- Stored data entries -
<<<<

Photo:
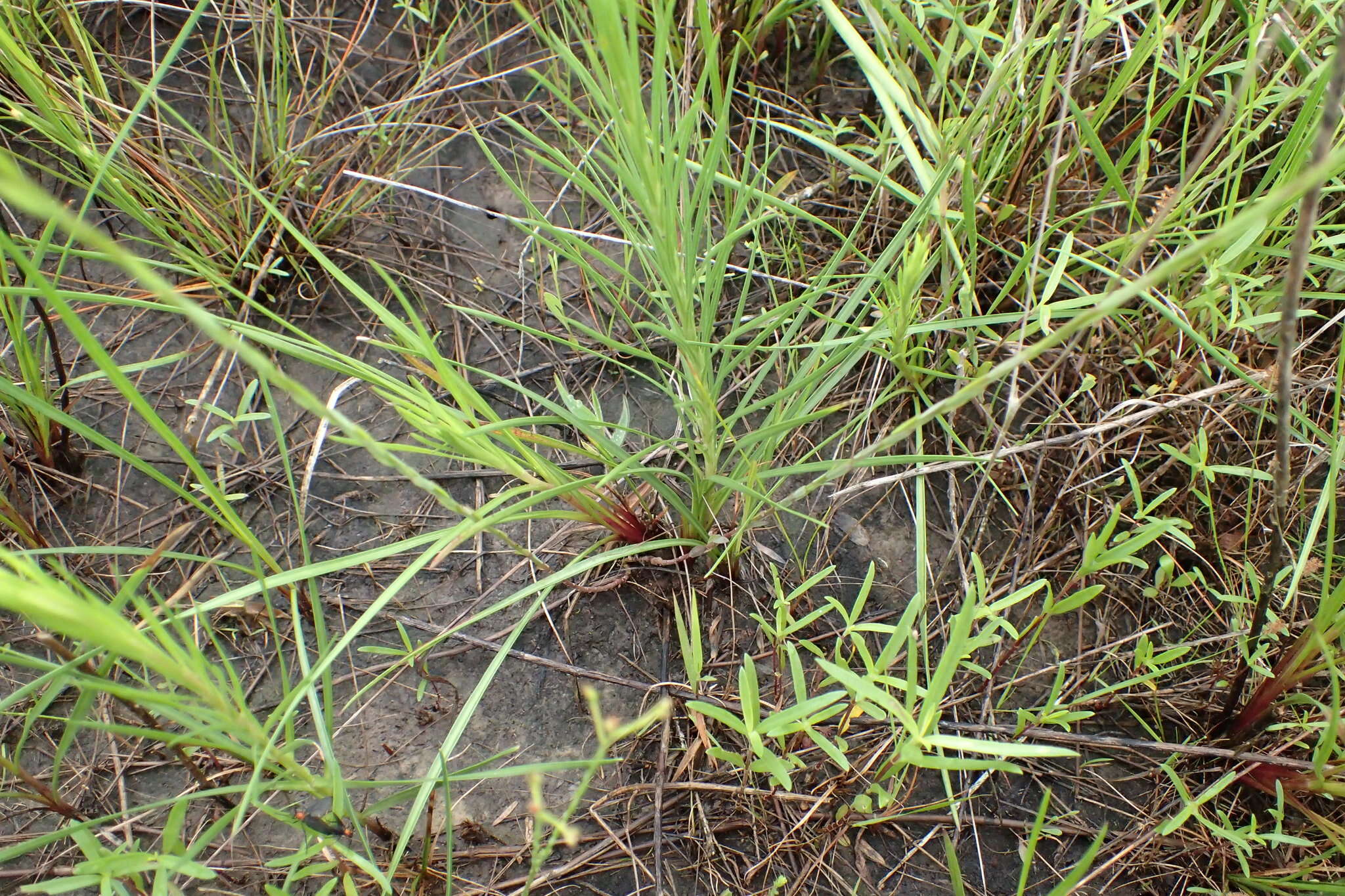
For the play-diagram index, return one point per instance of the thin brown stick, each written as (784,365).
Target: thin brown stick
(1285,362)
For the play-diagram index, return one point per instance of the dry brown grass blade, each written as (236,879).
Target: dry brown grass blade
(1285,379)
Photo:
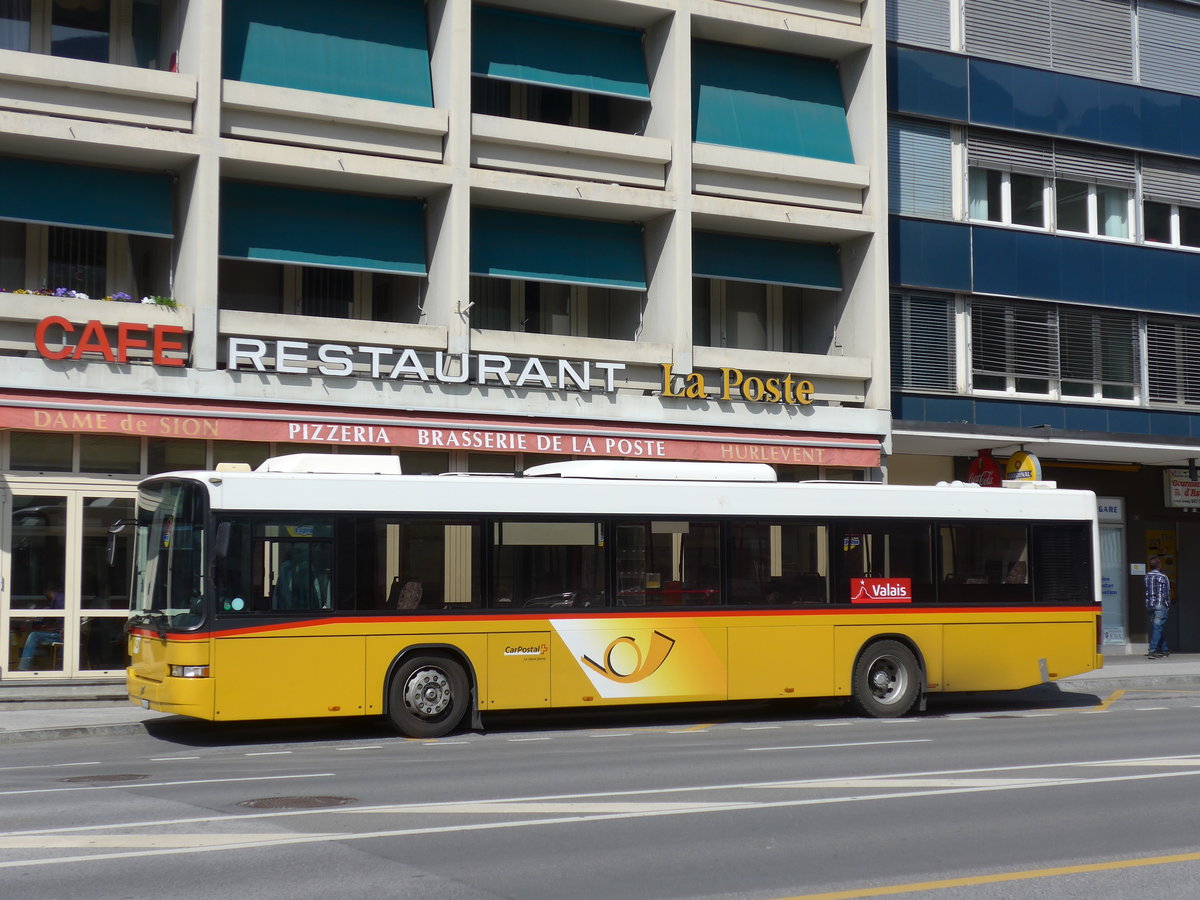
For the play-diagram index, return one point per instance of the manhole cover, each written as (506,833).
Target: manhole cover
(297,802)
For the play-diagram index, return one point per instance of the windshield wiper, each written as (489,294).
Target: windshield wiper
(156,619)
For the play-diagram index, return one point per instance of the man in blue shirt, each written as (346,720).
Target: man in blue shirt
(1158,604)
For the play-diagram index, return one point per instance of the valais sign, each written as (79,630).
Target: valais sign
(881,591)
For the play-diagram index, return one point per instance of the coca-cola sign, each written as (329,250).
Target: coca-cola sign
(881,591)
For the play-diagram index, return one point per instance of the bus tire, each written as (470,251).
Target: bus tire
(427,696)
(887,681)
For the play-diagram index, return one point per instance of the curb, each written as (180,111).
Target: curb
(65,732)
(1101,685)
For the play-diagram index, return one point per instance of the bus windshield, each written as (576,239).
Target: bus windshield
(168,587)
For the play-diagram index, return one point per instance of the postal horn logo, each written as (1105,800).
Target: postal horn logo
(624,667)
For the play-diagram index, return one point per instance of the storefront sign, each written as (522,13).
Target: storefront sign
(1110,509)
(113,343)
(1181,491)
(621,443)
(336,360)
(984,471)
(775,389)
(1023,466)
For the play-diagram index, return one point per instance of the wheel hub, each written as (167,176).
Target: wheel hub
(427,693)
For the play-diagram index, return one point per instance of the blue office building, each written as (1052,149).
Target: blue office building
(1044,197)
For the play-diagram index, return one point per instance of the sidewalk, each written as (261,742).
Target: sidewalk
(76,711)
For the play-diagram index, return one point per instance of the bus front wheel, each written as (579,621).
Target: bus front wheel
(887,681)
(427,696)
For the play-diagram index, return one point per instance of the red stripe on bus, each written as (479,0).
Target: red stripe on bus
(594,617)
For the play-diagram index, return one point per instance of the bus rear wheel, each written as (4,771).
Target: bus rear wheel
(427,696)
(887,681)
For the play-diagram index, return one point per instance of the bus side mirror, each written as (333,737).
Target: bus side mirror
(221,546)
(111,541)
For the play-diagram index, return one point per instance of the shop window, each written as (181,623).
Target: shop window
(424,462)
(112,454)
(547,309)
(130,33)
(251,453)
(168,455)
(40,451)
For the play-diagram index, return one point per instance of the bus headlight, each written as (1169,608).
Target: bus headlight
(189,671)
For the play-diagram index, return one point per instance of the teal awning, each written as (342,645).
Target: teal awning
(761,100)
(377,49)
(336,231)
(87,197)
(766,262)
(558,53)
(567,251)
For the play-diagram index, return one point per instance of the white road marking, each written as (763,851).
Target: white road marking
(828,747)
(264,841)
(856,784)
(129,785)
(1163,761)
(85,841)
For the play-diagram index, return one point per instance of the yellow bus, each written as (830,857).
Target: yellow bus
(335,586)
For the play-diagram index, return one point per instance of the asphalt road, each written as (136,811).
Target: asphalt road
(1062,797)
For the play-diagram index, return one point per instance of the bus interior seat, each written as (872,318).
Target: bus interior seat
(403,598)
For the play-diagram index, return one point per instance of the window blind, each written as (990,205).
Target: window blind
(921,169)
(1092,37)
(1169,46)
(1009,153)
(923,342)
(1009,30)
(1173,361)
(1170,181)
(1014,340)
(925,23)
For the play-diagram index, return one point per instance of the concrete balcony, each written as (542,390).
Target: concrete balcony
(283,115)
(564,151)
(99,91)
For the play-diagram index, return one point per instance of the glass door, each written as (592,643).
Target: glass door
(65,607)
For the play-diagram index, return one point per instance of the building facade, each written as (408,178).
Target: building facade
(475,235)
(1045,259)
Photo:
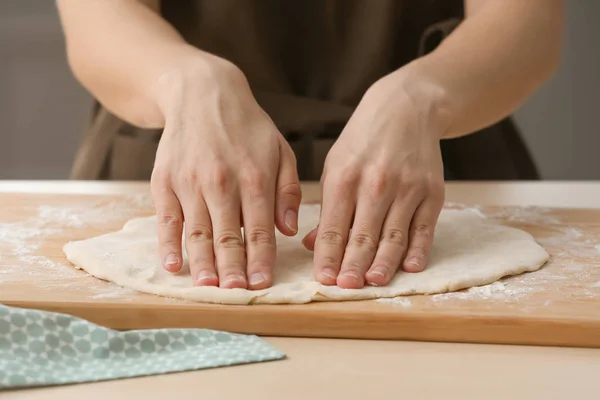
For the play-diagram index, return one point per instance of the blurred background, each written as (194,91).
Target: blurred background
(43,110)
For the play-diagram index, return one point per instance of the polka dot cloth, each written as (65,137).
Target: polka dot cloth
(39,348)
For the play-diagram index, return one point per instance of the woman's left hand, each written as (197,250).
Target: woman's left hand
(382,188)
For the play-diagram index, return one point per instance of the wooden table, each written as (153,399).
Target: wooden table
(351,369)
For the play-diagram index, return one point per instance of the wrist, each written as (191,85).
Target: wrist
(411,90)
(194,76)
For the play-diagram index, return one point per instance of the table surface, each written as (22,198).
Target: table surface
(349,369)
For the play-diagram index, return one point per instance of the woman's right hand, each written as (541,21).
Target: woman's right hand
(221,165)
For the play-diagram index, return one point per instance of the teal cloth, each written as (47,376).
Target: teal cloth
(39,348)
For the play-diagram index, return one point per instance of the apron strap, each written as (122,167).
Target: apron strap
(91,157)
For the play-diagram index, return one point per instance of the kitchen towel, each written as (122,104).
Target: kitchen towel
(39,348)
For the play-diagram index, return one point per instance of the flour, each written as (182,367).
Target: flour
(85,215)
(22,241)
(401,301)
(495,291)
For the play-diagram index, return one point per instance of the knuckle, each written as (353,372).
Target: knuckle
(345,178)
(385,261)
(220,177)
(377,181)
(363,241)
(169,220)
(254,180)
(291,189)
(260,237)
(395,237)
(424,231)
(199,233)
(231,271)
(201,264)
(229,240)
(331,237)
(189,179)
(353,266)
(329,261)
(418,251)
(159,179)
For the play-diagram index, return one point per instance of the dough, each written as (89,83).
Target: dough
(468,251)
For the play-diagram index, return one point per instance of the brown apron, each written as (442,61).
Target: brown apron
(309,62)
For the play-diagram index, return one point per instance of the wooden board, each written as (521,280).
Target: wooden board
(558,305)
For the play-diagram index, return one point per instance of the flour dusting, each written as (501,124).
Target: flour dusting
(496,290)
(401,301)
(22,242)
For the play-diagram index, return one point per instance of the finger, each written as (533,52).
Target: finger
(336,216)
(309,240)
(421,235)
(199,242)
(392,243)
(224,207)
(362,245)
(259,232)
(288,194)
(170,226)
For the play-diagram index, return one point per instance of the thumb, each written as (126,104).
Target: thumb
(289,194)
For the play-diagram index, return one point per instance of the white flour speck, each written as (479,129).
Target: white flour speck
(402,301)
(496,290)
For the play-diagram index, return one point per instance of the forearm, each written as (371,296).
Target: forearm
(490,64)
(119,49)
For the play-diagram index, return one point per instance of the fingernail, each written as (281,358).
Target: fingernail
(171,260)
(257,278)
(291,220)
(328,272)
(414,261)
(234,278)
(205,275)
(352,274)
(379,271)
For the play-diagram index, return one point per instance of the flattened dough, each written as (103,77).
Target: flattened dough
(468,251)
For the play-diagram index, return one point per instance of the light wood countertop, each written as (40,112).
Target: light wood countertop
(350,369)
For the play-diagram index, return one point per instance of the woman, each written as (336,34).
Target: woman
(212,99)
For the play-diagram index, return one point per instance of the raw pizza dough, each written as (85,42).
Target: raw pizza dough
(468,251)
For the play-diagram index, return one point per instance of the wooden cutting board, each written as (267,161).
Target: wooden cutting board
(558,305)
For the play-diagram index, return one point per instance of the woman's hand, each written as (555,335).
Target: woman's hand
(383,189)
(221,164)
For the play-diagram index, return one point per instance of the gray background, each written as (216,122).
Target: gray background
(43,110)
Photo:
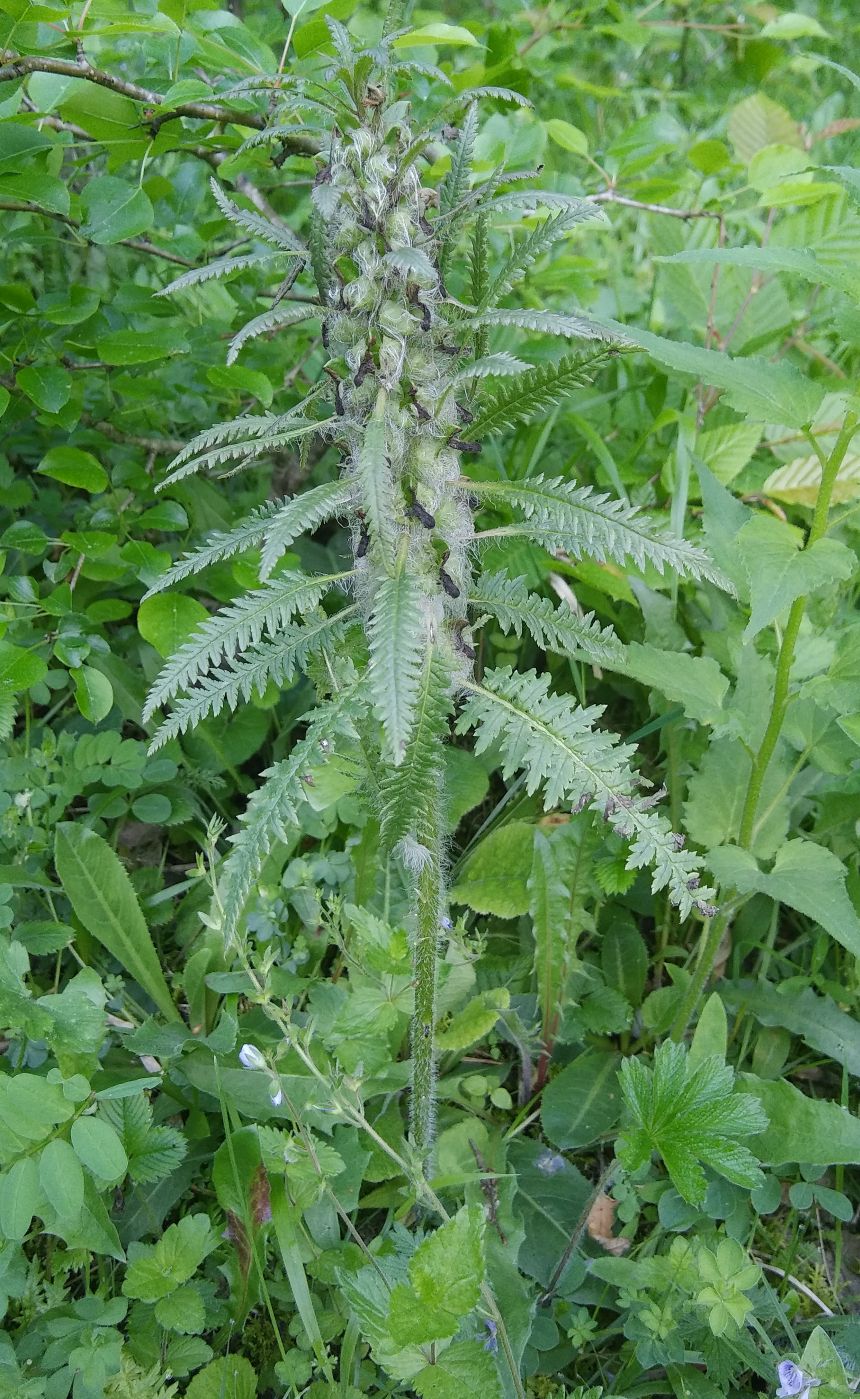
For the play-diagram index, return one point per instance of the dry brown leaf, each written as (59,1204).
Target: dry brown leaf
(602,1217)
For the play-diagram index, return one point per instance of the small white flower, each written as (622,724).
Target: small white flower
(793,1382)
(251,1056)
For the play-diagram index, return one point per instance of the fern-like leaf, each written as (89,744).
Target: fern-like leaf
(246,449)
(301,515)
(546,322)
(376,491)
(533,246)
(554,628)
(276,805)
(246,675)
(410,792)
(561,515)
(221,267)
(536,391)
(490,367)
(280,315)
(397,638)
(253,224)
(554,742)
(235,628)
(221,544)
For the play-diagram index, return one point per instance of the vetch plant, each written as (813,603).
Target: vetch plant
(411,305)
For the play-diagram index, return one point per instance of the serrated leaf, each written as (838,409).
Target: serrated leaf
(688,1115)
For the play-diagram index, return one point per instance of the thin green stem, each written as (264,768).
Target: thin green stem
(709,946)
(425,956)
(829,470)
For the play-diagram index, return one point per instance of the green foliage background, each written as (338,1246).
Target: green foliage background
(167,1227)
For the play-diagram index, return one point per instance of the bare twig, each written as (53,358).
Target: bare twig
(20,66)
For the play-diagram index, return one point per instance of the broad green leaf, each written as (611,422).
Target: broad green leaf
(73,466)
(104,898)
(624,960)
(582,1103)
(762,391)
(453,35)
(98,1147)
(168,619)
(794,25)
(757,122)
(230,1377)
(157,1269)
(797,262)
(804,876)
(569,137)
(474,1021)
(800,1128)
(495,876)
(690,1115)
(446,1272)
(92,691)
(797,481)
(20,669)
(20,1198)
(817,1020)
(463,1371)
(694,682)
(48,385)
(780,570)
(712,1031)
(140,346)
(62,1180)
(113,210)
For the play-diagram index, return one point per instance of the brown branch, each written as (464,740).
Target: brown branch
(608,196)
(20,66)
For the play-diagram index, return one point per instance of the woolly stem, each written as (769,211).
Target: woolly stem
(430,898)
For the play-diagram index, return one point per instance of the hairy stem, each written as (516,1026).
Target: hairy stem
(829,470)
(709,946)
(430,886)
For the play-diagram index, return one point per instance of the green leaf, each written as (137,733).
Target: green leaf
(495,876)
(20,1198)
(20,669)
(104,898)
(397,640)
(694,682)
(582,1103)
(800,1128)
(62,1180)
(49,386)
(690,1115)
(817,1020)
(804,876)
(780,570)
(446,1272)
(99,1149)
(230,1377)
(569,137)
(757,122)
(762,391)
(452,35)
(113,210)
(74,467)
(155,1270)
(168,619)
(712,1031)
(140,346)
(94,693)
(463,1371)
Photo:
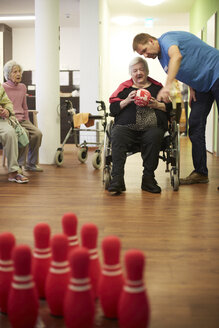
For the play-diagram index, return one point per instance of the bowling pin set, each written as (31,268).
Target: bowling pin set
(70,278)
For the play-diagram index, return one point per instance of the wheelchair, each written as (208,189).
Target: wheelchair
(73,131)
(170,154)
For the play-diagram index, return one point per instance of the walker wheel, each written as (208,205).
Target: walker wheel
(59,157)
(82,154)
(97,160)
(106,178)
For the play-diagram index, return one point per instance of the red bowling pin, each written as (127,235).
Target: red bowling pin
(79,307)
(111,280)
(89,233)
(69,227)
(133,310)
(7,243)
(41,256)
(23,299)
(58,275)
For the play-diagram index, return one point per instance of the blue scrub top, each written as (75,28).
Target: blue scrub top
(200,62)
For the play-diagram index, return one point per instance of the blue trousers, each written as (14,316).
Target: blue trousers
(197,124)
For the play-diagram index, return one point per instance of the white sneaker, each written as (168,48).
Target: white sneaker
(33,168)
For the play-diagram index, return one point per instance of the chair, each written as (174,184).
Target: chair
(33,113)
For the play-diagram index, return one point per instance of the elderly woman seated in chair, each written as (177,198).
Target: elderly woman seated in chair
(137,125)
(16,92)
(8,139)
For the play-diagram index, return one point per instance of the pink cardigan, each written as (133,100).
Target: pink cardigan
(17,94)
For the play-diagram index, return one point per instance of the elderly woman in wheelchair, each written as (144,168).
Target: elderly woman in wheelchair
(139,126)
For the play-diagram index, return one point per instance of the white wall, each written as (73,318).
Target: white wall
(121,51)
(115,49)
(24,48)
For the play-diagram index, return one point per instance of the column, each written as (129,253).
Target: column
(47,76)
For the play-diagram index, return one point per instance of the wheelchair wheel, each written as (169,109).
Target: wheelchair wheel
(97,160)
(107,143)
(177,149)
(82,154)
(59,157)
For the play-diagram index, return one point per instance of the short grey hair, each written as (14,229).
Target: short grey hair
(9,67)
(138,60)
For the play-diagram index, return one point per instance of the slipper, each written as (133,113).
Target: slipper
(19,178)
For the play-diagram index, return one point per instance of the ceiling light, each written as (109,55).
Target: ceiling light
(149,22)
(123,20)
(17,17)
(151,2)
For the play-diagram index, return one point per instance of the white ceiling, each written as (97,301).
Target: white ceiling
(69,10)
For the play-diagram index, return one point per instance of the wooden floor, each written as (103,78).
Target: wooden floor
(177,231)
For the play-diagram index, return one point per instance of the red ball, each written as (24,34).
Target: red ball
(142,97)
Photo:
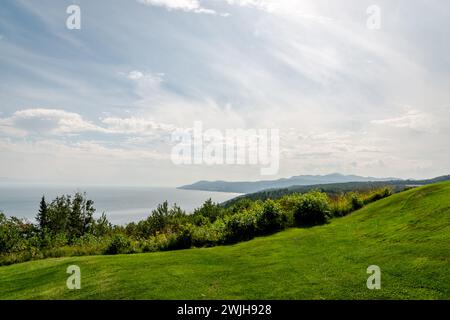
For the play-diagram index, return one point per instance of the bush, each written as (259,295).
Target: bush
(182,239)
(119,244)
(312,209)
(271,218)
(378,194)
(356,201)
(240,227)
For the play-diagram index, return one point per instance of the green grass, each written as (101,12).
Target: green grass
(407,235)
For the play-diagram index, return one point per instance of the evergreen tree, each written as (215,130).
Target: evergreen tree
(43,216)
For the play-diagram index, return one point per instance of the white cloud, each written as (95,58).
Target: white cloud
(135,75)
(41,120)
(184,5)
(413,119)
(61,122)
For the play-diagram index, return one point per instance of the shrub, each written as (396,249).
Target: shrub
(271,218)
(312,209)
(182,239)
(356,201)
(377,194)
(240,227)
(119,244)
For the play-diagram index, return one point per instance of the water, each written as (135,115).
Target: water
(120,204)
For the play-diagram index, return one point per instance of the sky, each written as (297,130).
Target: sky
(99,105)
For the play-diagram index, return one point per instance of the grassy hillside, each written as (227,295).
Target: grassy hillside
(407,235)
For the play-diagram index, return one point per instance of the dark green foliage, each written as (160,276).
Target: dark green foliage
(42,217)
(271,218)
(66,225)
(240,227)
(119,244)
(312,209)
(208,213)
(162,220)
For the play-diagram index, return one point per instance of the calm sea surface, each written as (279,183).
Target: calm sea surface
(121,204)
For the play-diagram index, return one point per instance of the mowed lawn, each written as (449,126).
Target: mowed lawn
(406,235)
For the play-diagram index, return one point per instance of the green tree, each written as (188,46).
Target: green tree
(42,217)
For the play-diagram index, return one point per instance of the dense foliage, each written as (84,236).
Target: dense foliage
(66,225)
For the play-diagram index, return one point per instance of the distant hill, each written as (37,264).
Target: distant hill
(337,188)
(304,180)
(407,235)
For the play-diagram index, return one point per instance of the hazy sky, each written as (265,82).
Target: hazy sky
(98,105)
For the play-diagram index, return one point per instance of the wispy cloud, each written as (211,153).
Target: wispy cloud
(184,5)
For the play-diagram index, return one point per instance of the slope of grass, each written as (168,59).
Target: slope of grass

>>>>

- YOUR TASK -
Reproduce each line of the data containing the word "slope".

- ANSWER BELOW -
For the play-diagram index, return one point per instance of the slope of grass, each written as (168,59).
Target: slope of grass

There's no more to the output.